Record set section start

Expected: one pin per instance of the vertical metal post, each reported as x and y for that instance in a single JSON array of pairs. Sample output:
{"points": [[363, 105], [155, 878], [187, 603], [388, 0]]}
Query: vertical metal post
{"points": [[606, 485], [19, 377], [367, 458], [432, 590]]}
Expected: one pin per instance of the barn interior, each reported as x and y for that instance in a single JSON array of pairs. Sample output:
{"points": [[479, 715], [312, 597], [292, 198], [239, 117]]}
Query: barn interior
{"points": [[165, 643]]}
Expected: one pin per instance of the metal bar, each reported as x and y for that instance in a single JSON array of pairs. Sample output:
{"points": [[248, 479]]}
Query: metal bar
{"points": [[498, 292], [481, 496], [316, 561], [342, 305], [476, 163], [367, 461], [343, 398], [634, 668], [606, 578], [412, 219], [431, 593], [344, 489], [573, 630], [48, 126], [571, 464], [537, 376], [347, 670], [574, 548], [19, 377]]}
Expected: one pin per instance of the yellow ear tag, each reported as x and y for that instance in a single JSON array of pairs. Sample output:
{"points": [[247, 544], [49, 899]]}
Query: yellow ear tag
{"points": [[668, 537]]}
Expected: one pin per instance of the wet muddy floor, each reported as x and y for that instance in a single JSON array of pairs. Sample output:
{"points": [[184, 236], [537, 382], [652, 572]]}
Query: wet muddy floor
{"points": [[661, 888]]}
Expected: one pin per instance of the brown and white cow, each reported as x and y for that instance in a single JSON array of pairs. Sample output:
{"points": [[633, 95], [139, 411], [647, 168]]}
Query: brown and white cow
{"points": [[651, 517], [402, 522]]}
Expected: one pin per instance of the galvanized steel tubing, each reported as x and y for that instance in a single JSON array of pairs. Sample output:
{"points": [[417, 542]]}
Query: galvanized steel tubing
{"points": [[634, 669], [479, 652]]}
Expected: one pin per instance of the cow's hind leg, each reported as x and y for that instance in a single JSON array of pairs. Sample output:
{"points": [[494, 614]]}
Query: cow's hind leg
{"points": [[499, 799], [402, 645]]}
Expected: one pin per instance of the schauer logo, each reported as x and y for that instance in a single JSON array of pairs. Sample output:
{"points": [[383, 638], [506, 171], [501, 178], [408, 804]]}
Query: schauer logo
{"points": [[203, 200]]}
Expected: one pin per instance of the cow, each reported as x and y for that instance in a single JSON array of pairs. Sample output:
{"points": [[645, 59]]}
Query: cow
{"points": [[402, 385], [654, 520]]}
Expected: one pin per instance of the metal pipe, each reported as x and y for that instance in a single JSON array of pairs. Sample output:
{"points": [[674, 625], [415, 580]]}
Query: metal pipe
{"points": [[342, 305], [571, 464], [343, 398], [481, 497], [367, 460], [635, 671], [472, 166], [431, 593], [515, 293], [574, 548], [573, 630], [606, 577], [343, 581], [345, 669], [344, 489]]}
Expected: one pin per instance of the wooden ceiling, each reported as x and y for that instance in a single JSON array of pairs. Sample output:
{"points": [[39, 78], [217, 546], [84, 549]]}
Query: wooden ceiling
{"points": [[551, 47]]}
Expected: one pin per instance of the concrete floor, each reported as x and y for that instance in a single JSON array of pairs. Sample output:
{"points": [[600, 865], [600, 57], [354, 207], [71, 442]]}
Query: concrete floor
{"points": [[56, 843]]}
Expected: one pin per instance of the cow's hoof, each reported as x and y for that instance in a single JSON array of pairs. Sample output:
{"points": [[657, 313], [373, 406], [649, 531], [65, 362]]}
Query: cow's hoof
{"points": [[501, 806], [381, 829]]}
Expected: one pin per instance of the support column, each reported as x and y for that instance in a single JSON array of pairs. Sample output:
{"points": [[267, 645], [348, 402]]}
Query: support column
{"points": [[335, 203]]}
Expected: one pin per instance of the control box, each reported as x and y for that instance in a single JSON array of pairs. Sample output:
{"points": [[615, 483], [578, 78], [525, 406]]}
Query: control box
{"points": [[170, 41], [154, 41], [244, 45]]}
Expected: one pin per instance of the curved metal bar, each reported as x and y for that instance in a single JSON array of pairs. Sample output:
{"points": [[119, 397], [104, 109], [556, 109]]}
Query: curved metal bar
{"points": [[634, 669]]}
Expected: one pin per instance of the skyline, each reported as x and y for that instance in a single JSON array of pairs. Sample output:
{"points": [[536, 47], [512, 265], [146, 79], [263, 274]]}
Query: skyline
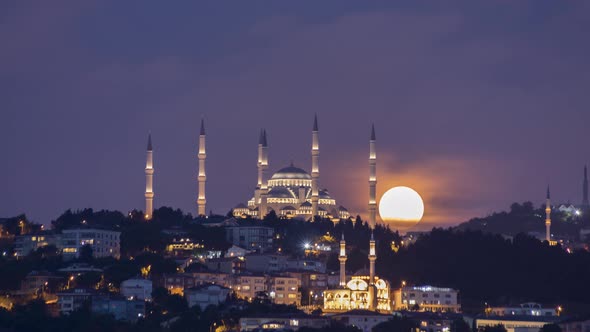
{"points": [[471, 114]]}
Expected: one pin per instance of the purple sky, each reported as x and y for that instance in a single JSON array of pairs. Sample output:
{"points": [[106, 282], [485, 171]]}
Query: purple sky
{"points": [[476, 104]]}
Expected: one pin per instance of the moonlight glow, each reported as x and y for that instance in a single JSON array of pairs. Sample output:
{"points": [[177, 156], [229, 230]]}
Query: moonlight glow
{"points": [[401, 206]]}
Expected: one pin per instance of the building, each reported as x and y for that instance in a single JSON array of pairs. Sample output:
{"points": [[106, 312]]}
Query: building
{"points": [[25, 244], [235, 251], [119, 307], [306, 264], [177, 283], [291, 192], [364, 320], [524, 309], [311, 281], [266, 263], [206, 295], [250, 236], [429, 321], [278, 322], [514, 323], [426, 298], [284, 290], [183, 247], [137, 289], [39, 282], [104, 243], [248, 287], [230, 265], [73, 299]]}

Record set section end

What the exercise asks: Retype the records above exactly, leaving every picture out of your copy.

Expected answer:
Expected: one pin per instance of the vertical metal post, each reported as x and y for that instance in a single JSON array of pairs. Sample output:
{"points": [[363, 105], [155, 878], [187, 603], [388, 0]]}
Query: vertical metal post
{"points": [[606, 485], [19, 377], [367, 458], [432, 590]]}
Expected: one pin per instance of the barn interior, each reported as x and y for that instance in a single JSON array of pairs. Sample output:
{"points": [[479, 715], [312, 597], [292, 198], [239, 117]]}
Query: barn interior
{"points": [[165, 643]]}
Expected: one pin per instance of the metal bar, each reported as x and y for that instance in a single JSON array of pairs. Sample output:
{"points": [[248, 479]]}
Query: metal bar
{"points": [[498, 292], [481, 496], [316, 561], [342, 305], [476, 163], [367, 461], [343, 398], [634, 668], [606, 578], [412, 219], [431, 593], [344, 489], [573, 630], [48, 126], [571, 464], [537, 376], [347, 670], [574, 548], [19, 377]]}
Expected: one pin per instance of the yellow ear tag, each reported as x and y for that instance in a single JSON array of pairs. Sample output:
{"points": [[247, 544], [49, 899]]}
Query: yellow ear tag
{"points": [[668, 537]]}
Expected: one pin per instance of the wet muddy floor, each reported as x and y for that instance in a single JSON array of pairs. Sample output:
{"points": [[184, 236], [537, 382], [652, 572]]}
Query: wet muddy floor
{"points": [[661, 888]]}
Expected: one pin per instance of the brown and white cow, each reported as x and y for that instance in a single JSON array of pairs. Sample output:
{"points": [[633, 95], [139, 411], [647, 168]]}
Query: brown and white cow
{"points": [[651, 517], [402, 522]]}
Expected: one pin per instance of the galvanized steel tubing, each reported as x and y for that instance in a single JSON array of pairs. Sample output:
{"points": [[417, 542]]}
Query: galvanized steel tubing
{"points": [[634, 669], [479, 652]]}
Expected: one pin per instance of the cow's hind leg, each reported as x and y for that instance in a single JSON array of pairs. Sample output:
{"points": [[494, 614]]}
Query: cow's hind leg
{"points": [[499, 799], [402, 645]]}
Expected: one pin per instance of the schauer logo, each reported as x and y for that instance in a single JSON array of pairs. Sample output:
{"points": [[383, 638], [506, 171], [501, 178], [408, 804]]}
Query: schauer logo
{"points": [[203, 200]]}
Expected: one pin per instance of the cow, each reported as x and y for that instance in a single JSON array of pairs. Sample output:
{"points": [[645, 59]]}
Query: cow
{"points": [[402, 385], [654, 520]]}
Expected: one pin per instance of the metal pipe, each reported as x and y for that instance in a single JSON array of pairs. Sample output:
{"points": [[674, 625], [415, 580]]}
Query: metal pipe
{"points": [[342, 305], [571, 464], [343, 398], [481, 497], [367, 460], [635, 671], [472, 166], [431, 593], [515, 293], [574, 548], [573, 630], [606, 577], [343, 581], [345, 669], [344, 489]]}
Expected: one pin per instance of the wooden ceiling, each reported as x and y for that instance in a single JSON array of pairs. Sample output:
{"points": [[39, 78], [217, 546], [84, 549]]}
Query: wooden ceiling
{"points": [[551, 47]]}
Expected: one pin per instance of the concrete floor, each reported as x and y for that instance in a single JSON array of pairs. Sample output:
{"points": [[600, 865], [600, 57], [354, 207], [71, 442]]}
Query: concrete floor
{"points": [[56, 843]]}
Expected: one pin per instance of the cow's hoof, each reported as x and y for that instance in a single JSON array of pairs. Sample output:
{"points": [[657, 313], [373, 406], [649, 531], [65, 362]]}
Query: cow's hoof
{"points": [[501, 806], [381, 829]]}
Expected: one pin per instance of the support column, each reported as x and y for that instance in a single JSON array of pairs. Sample output:
{"points": [[267, 645], [348, 402]]}
Query: support column
{"points": [[335, 203]]}
Expected: one pin per instance of the control box, each reported as x and y for that instance in a single JSON array of pairs. Sample output:
{"points": [[615, 483], [578, 78], [525, 406]]}
Query: control box
{"points": [[170, 41], [154, 41], [244, 45]]}
Expected: one pin per instance of the curved metal bar, each reported as x and y for that instance in a single JSON array of pairs. Sample output:
{"points": [[119, 397], [104, 109], [556, 109]]}
Query: curved metal bar
{"points": [[634, 669]]}
Expected: one pin per instance of the skyline, each reported as x and y for that instance in a single JSON array of pairs. Sample output:
{"points": [[536, 47], [512, 265], [146, 79], [263, 274]]}
Query: skyline
{"points": [[471, 114]]}
Expected: one pin per instance of the purple sky, each reported as x and y for that instance in a single JSON array of pairs. Sample output:
{"points": [[106, 282], [485, 171]]}
Query: purple sky
{"points": [[476, 104]]}
Expected: one pin per instance of the moonlight glow, each reported as x and y for that instance in a single JSON array of pairs. Sample output:
{"points": [[177, 156], [229, 230]]}
Query: moonlight glow
{"points": [[401, 206]]}
Expected: one pin per instance of the building, each reported as x and y for that instance in a single JSON array of pairs. Sample output:
{"points": [[106, 312]]}
Query: building
{"points": [[25, 244], [235, 251], [119, 307], [306, 264], [177, 283], [291, 192], [364, 320], [524, 309], [311, 281], [266, 263], [206, 295], [250, 236], [429, 321], [278, 322], [514, 323], [426, 298], [284, 290], [183, 247], [137, 289], [39, 282], [104, 243], [248, 287], [230, 265], [73, 299]]}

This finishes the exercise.